**Your objective**
Transcribe exactly the lines that fall between the one holding "of the small" and the one holding "of the recessed", inclusive, from the entries below.

** Data to use follows **

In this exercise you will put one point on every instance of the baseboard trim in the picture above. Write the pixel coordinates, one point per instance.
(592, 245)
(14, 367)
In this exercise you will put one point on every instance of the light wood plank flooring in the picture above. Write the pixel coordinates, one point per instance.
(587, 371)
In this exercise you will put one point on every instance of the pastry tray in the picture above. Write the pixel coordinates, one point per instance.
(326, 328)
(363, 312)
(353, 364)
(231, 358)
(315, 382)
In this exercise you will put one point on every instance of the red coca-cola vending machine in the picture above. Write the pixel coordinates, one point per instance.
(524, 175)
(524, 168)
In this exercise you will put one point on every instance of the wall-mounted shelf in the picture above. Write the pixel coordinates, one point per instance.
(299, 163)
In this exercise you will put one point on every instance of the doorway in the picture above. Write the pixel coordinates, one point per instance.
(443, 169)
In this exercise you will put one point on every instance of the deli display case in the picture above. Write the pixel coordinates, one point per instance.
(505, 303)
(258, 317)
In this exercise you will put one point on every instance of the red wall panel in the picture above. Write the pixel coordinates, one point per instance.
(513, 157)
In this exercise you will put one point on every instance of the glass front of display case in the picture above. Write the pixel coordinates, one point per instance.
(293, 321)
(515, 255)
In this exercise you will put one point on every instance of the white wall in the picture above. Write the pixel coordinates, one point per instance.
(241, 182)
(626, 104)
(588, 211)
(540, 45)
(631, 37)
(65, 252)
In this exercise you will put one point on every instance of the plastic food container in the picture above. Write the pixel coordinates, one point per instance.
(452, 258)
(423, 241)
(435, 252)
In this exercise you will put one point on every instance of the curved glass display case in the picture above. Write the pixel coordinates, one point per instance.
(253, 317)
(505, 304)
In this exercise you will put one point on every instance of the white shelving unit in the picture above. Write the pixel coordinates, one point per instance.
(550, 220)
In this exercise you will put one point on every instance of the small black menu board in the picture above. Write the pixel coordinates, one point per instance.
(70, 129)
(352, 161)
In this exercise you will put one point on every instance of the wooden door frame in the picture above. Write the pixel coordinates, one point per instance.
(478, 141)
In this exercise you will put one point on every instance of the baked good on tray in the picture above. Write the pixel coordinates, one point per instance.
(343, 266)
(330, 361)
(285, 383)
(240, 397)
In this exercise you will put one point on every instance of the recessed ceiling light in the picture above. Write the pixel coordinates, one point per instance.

** End of Data to use **
** Data to use follows **

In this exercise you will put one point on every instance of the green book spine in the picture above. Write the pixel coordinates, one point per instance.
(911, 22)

** End of Data to use **
** Data to use follows **

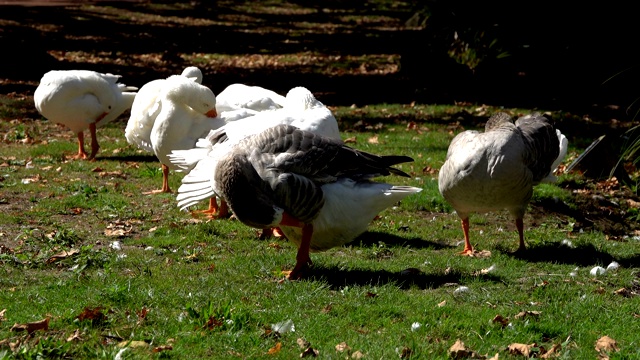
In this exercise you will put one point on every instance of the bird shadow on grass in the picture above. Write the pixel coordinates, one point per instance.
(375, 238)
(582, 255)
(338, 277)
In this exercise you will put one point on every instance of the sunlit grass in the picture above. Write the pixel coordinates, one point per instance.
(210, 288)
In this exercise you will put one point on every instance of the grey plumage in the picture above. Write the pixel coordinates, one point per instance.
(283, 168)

** End of Data to use **

**Solution to the exercise**
In this exercise you will put one point on every instance of the small black menu board in the picture above. Write the pixel coordinates, one point per instance.
(70, 129)
(352, 161)
In this exercise you will put one point on every instance of the wooden door frame in the picture above. Write the pixel coordinates, one point per instance.
(478, 141)
In this exercise you will put one point on every instance of the baked good on tray in the picture above. Write the pixel coordinates, one point per instance.
(343, 266)
(330, 361)
(285, 383)
(240, 397)
In this exercise you will put one point on every instance of the recessed ceiling light in the picture above. Write the pixel coordinates, one point per instance.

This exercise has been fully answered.